TEXTO FORNECIDO:
OBRIGADO, MINHA SENHORA 
 

(Publicada em 14 de julho de 2.000) 

Suas mãos eram ásperas, tinham dedos grossos, assim modelados pelo trabalho na roça, que era nítido nela e naquele que certamente era seu marido. Os dois faziam um lanche numa padaria do centro. Ela usava um vestido azul, simples como tudo nela. Os cabelos brancos eram lisos e estavam presos.

Ela comia uma broa. O que me chamou a atenção na velha foi a extrema simplicidade. Para lanchar, não se valia de nenhum guardanapo. Segurava a broa com os dedos grossos da mão esquerda, enquanto ia colhendo os pedaços e os colocando na boca. Nenhuma convenção e, pareceu-me, alheia a tudo ali por perto. Cheguei a ficar com a sensação de que ela não estava à vontade em meio àquela barulheira, em meio àquela correria. Parecia pedir desculpas por estar ali. A padaria estava lotada, e nenhuma pessoa parecia reparar na velha da roça. Eu reparava pelo fato de ter gostado dela. Mesmo com toda essa “independência”, ela me parecia triste. Talvez cansada.

Era uma quarta-feira. Um dos balconistas parecia conhecer o marido dela. Mantinha com ele entusiasmado diálogo, nos breves intervalos que tinha livre. Ela não olhava para nenhum deles nem para ninguém. Tinha a cabeça baixa, e ia pegando sem pressa os pedaços pequenos da broa.

OBJETIVO DO EXERCÍCIO:
Dê continuidade ao relato sobre a senhora da roça na padaria, começando logo depois da última frase apresentada.

DADOS:
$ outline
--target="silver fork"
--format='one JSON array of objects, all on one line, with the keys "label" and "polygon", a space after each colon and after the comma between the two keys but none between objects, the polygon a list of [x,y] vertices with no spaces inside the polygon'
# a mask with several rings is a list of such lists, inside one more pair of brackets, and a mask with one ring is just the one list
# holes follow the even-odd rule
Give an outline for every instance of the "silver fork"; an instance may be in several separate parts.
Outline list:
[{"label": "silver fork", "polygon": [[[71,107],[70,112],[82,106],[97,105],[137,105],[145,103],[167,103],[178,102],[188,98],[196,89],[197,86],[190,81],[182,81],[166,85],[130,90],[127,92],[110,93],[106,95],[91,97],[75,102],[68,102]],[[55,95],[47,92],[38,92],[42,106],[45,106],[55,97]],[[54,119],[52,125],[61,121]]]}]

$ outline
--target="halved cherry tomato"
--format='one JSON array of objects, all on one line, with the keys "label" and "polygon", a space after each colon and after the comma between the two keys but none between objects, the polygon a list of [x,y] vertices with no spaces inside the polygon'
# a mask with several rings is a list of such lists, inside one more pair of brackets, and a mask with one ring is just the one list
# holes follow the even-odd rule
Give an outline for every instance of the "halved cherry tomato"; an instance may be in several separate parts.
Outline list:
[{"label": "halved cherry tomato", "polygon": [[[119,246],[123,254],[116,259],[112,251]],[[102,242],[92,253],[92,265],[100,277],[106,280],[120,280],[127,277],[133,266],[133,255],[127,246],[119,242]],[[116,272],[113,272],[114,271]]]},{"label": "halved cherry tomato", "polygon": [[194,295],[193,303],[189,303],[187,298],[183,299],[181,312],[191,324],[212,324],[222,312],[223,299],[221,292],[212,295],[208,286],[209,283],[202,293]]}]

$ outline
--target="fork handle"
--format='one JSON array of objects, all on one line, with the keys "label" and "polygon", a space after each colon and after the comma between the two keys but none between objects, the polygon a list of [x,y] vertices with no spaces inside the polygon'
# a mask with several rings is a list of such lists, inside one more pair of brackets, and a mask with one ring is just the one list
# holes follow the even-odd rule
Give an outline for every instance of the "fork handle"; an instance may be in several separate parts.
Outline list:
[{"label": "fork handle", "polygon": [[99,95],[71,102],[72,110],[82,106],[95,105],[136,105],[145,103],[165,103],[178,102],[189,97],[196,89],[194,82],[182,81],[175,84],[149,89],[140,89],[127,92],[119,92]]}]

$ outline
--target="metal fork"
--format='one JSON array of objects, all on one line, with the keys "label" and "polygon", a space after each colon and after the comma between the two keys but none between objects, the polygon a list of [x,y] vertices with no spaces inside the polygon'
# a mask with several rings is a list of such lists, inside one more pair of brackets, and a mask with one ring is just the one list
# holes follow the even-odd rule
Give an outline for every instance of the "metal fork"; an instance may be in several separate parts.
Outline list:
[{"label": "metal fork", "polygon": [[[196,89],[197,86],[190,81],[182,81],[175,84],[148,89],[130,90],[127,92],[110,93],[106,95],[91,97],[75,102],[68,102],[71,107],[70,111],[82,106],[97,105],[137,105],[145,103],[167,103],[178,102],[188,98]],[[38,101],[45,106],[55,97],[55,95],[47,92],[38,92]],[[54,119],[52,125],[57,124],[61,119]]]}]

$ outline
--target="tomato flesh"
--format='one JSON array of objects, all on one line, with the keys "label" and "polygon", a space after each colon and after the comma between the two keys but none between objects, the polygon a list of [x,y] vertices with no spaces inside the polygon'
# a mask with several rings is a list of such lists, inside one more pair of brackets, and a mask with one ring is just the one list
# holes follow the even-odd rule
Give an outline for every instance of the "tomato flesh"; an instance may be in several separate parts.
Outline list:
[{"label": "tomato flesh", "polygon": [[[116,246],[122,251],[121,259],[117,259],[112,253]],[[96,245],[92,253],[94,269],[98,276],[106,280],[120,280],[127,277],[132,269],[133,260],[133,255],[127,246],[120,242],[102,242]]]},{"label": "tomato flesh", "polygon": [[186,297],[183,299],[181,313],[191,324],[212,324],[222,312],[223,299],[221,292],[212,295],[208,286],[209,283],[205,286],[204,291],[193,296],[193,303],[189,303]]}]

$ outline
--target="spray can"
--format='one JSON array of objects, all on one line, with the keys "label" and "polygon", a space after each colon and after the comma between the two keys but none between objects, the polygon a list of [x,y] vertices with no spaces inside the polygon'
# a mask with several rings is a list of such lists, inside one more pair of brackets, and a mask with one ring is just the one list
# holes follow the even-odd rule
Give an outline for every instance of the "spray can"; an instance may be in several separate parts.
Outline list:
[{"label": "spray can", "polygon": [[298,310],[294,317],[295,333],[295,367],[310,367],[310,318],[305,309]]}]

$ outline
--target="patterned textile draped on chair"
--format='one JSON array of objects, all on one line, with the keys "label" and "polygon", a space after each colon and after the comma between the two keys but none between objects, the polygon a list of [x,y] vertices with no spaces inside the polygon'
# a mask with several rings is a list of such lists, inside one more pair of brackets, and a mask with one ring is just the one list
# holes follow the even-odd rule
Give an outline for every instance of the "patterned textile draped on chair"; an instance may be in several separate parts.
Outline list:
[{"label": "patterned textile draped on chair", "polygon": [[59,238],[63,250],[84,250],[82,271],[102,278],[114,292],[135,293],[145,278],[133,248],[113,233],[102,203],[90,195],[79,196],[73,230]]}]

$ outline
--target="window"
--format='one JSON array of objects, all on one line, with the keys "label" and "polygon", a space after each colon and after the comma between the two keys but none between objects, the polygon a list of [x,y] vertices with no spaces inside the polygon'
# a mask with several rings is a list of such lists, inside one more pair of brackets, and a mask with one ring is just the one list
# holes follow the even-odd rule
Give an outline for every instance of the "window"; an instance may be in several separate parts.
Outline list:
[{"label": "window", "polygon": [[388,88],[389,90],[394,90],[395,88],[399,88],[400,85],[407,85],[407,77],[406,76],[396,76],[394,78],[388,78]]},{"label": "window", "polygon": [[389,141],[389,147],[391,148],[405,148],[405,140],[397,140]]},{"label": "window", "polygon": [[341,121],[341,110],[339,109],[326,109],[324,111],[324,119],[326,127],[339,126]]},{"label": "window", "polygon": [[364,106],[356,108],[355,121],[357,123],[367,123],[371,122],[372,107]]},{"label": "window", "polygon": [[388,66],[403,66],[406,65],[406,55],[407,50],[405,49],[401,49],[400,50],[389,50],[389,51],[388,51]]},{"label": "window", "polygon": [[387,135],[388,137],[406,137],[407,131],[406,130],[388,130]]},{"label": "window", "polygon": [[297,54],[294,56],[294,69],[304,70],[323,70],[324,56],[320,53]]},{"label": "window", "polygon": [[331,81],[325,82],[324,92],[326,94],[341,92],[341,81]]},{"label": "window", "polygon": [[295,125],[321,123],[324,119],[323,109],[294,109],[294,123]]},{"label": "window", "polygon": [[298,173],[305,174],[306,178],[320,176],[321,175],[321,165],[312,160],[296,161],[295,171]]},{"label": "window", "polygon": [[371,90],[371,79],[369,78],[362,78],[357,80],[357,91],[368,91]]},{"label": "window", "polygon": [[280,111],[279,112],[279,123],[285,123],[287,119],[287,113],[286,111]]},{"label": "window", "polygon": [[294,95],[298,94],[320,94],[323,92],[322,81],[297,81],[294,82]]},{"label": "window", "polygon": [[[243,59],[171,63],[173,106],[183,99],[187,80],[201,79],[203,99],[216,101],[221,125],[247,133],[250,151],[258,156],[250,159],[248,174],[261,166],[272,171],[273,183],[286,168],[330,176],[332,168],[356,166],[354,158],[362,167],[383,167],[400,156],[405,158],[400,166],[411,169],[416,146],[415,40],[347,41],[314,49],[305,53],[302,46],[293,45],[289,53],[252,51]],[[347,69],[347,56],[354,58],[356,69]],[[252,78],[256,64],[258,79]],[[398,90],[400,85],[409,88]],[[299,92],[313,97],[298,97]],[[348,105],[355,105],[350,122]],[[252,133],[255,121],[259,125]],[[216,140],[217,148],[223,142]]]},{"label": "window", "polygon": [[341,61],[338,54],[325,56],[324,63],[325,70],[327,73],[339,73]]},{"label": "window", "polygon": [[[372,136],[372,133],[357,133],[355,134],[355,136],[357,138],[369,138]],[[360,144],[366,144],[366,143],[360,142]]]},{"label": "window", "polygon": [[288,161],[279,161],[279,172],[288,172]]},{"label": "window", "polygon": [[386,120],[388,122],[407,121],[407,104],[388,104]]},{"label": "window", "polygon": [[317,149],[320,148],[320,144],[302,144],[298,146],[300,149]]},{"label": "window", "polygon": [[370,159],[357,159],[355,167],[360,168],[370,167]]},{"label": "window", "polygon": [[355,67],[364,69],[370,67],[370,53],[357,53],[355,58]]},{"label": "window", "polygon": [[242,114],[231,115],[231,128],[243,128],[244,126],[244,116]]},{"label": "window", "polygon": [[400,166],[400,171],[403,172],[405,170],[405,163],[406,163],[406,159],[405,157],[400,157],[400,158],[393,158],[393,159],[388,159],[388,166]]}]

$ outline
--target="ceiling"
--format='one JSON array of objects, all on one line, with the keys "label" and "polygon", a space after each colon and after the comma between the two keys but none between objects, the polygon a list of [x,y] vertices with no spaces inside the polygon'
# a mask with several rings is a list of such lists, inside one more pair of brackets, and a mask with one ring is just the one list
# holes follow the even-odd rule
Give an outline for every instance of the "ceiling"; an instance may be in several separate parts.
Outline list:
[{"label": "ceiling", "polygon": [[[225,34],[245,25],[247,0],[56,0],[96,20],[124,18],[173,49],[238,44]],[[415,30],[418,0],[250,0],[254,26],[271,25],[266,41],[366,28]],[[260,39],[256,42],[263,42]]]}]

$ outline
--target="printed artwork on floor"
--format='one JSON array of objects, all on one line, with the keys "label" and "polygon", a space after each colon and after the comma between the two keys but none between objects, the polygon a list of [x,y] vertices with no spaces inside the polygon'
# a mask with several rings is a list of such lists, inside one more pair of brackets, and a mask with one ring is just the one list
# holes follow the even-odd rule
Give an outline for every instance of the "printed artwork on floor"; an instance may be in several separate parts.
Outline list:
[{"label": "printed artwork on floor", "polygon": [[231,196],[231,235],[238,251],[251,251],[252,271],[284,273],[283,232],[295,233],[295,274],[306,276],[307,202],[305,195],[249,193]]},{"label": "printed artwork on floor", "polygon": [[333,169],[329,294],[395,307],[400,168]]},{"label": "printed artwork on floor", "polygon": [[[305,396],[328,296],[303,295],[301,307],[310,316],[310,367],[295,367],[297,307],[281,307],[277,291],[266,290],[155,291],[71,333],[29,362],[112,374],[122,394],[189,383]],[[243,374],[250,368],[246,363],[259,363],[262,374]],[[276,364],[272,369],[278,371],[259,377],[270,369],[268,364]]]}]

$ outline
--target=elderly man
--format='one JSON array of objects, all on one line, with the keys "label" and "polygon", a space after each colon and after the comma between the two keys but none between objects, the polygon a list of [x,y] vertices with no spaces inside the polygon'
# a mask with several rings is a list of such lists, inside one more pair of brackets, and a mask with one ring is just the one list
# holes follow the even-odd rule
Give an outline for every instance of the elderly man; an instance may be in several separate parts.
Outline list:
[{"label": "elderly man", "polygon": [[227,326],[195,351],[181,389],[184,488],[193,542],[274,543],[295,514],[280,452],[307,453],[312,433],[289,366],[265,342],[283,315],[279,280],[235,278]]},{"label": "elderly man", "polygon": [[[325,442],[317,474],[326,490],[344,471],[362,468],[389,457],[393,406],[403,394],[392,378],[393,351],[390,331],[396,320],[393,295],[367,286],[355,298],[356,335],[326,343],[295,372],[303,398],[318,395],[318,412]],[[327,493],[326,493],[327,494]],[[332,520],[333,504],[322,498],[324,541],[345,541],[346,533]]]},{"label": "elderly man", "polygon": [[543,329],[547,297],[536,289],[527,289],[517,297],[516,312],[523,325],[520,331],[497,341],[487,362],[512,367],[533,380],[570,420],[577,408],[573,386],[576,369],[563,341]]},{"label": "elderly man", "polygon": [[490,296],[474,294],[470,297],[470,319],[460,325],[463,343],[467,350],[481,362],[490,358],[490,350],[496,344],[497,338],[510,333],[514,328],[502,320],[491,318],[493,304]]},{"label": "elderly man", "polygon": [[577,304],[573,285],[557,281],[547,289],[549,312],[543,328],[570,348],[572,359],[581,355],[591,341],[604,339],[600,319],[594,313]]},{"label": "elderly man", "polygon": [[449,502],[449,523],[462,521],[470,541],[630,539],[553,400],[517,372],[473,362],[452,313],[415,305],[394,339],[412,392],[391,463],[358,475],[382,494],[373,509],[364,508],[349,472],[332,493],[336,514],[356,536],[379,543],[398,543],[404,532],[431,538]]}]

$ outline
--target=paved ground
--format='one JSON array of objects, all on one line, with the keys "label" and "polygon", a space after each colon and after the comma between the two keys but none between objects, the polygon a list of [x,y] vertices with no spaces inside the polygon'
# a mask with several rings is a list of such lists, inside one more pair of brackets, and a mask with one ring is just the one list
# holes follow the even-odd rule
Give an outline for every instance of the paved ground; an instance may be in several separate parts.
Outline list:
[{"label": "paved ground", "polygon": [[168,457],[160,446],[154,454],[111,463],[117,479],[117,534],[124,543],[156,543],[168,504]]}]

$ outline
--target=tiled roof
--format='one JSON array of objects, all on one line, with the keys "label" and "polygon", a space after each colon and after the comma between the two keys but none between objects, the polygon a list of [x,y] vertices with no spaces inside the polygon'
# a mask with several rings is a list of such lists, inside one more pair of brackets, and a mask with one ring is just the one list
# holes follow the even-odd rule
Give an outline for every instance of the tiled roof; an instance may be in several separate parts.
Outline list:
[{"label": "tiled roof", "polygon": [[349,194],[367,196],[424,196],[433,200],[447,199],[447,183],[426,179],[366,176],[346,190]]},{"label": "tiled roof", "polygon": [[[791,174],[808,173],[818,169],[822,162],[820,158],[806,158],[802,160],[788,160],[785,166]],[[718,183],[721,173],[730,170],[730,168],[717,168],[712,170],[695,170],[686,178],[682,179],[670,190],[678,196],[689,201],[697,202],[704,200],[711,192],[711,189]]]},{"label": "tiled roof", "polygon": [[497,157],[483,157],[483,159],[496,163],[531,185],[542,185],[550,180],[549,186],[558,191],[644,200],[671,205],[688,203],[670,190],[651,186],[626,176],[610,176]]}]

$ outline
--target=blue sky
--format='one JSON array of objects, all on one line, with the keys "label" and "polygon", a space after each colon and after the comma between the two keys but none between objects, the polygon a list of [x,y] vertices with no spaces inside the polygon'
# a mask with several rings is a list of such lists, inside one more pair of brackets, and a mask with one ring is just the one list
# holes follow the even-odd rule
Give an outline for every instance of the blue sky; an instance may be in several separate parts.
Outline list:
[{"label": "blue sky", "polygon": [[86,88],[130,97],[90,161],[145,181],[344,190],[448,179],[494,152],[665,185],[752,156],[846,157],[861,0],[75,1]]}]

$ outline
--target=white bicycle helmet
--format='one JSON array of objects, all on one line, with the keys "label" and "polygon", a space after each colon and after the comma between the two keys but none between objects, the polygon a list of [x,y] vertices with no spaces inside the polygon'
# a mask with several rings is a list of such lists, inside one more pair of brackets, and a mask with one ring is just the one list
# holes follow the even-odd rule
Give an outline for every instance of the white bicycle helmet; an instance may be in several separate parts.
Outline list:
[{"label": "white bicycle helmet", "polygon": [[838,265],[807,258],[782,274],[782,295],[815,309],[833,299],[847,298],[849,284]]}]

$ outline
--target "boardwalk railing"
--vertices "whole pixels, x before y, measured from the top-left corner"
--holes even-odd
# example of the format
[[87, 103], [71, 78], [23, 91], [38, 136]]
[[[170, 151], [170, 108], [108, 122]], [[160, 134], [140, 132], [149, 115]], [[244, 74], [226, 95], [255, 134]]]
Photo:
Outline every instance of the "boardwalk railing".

RESPOSTA:
Eu estava à sua direita, à mesa mais próxima. Quando a broa estava mais ou menos pela metade ela deu uma olhadela pelo ambiente. Não se deteve sobre nada. Olhando para o lado, encontrou meu olhar. Seu rosto não mudou aquela expressão triste e algo cansada. Em poucos segundos tirou de mim seu olhar e voltou a desfazer a broa.

Nada sei dela, a não ser essas impressões que relatei, e que podem estar erradas. O que importa é que ela me sensibilizou. Enquanto eu a observava amei nela toda uma vida que me pareceu dedicada ao trabalho. Ali estava uma senhora simples, comendo com maestria sua broa. Seu corpo era a conseqüência de uma vida que me pareceu difícil, cansativa. Amei nela a contribuição que ela deve ter dado para a vida daqueles que estiveram com ela; amei nela a contribuição que ela deve ter dado para que a vida prosseguisse em sintonia. Se a vida não der certo, não foi culpa dela.

Sempre de cabeça baixa, levantou-se, seguindo seu marido. Que vontade de dizer pra ela o quanto a admirei, o quanto ela me deixou inspirado. Ela se foi, meio curvada, pernas tortas...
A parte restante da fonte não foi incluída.